- GIVEN PROBLEM
Return the listing below verbatim. Pictures do not belong in the copy.

Region annotation items
** start **
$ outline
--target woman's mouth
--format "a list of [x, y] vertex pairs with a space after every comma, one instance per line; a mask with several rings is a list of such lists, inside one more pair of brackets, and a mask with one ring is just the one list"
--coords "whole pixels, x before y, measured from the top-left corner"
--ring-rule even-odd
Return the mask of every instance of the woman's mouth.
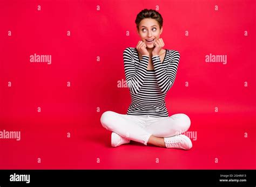
[[154, 41], [154, 39], [151, 39], [151, 40], [145, 40], [146, 41], [146, 43], [149, 44], [153, 44]]

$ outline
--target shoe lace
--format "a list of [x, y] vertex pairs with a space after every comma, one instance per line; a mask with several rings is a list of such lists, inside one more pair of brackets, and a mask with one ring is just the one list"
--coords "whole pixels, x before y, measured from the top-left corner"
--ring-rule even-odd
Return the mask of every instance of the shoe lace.
[[172, 140], [170, 142], [168, 142], [166, 143], [168, 145], [171, 146], [172, 147], [173, 146], [179, 146], [181, 142], [182, 142], [182, 140]]

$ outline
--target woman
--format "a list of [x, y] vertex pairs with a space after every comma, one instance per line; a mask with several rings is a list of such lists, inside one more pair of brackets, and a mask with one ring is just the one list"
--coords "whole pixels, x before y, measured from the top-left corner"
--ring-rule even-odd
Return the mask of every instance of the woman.
[[112, 132], [113, 147], [130, 140], [168, 148], [188, 150], [192, 147], [190, 139], [181, 134], [188, 130], [190, 118], [184, 113], [169, 117], [165, 106], [180, 55], [163, 48], [163, 22], [161, 15], [153, 10], [144, 9], [137, 16], [135, 23], [142, 40], [136, 48], [128, 47], [123, 52], [131, 103], [125, 114], [108, 111], [100, 118], [102, 126]]

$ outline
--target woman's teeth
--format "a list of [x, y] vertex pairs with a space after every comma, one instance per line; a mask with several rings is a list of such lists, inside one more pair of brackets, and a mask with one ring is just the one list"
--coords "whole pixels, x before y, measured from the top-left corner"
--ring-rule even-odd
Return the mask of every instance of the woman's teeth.
[[152, 44], [154, 41], [154, 39], [153, 39], [153, 40], [146, 40], [146, 41], [147, 42], [147, 43], [149, 43], [149, 44]]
** end **
- FULL RESPONSE
$ outline
--target woman's mouth
--format "a list of [x, y] vertex pairs with a space after every comma, one instance per line; a mask with several rings is a list of such lists, inside one more pair of brackets, and a mask with one ring is just the one list"
--coords "whole pixels, x before y, measured from the top-left corner"
--ring-rule even-odd
Return the mask of every instance of the woman's mouth.
[[154, 41], [154, 39], [151, 39], [151, 40], [145, 40], [146, 41], [146, 43], [149, 44], [153, 44]]

$ outline
--target shoe lace
--format "a list of [x, y] vertex pairs with a space after every comma, one instance per line; a mask with several rings is a list of such lists, inside one more pair of brackets, and a mask with one ring is just the one list"
--coords "whole pixels, x before y, measured from the top-left corner"
--ring-rule even-odd
Return the mask of every instance of the shoe lace.
[[172, 140], [170, 142], [168, 142], [166, 143], [168, 145], [171, 146], [172, 147], [173, 146], [179, 146], [181, 142], [182, 142], [182, 140]]

$ outline
--target woman
--format "a list of [x, y] vertex pairs with a space after every comma, one instance per line; a mask with several rings is a list of such lists, inside one more pair of brackets, and a mask with one ring is just the one list"
--coords "whole pixels, x before y, measured from the top-left corner"
--ring-rule even-odd
Return the mask of every instance of the woman.
[[112, 132], [113, 147], [130, 140], [168, 148], [188, 150], [192, 147], [190, 139], [181, 134], [188, 130], [190, 118], [184, 113], [169, 117], [165, 106], [180, 55], [163, 48], [163, 22], [161, 15], [153, 10], [144, 9], [137, 16], [135, 23], [142, 40], [136, 48], [128, 47], [123, 52], [131, 103], [125, 114], [108, 111], [100, 118], [102, 126]]

$ outline
--target woman's teeth
--format "a list of [x, y] vertex pairs with a space after every comma, one instance per line; a mask with several rings is a list of such lists, inside one more pair of brackets, and a mask with one ring is just the one list"
--coords "whole pixels, x before y, measured from the top-left corner"
--ring-rule even-odd
Return the mask of every instance of the woman's teeth.
[[152, 44], [154, 41], [154, 39], [153, 39], [153, 40], [146, 40], [146, 41], [147, 42], [147, 43], [149, 43], [149, 44]]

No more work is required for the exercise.